◆ **Written task**
Add 54 to every coordinate in the returned points for the part of the listing that begins at its start and ends with the line containing "724), (253, 650)]", and write that whole part out again with the locate calls and comment lines unchanged.

◆ **Records to use**
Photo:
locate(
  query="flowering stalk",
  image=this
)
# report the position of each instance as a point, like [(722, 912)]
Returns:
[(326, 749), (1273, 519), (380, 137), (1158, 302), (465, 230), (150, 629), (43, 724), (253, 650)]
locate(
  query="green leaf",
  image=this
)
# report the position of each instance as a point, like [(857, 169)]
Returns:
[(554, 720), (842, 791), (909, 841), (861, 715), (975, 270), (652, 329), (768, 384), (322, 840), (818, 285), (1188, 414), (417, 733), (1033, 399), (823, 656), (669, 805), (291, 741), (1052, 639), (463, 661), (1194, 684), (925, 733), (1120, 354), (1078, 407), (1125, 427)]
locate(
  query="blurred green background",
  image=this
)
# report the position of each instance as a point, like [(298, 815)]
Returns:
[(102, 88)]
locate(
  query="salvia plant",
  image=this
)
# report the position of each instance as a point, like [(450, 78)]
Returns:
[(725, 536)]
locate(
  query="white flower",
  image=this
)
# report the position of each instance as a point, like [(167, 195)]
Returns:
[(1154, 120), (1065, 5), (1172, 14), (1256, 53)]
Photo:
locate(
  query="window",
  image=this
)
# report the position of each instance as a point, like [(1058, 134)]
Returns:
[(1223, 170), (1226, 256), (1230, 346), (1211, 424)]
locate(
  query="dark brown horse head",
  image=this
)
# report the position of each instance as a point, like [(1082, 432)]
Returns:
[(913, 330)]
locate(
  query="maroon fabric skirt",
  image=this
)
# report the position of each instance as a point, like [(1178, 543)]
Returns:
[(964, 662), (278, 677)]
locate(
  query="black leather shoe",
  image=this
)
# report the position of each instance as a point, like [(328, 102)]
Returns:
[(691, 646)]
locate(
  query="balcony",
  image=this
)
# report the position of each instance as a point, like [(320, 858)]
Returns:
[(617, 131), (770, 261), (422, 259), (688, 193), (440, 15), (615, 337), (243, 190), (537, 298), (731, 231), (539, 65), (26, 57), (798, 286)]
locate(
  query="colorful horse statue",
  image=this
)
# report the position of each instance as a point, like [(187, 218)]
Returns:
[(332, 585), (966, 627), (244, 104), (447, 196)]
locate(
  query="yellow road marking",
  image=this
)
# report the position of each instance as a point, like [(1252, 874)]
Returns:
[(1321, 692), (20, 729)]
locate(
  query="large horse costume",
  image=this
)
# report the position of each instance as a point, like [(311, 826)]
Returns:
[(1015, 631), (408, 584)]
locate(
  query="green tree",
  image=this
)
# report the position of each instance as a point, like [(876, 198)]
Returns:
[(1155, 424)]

◆ **Response to the task**
Photo:
locate(
  query="flowering stalk",
  image=this
)
# report the position of each instance as a point, like [(722, 912)]
Returns:
[(380, 803), (1327, 573), (434, 191), (1212, 356), (519, 284), (204, 683), (97, 778), (307, 704)]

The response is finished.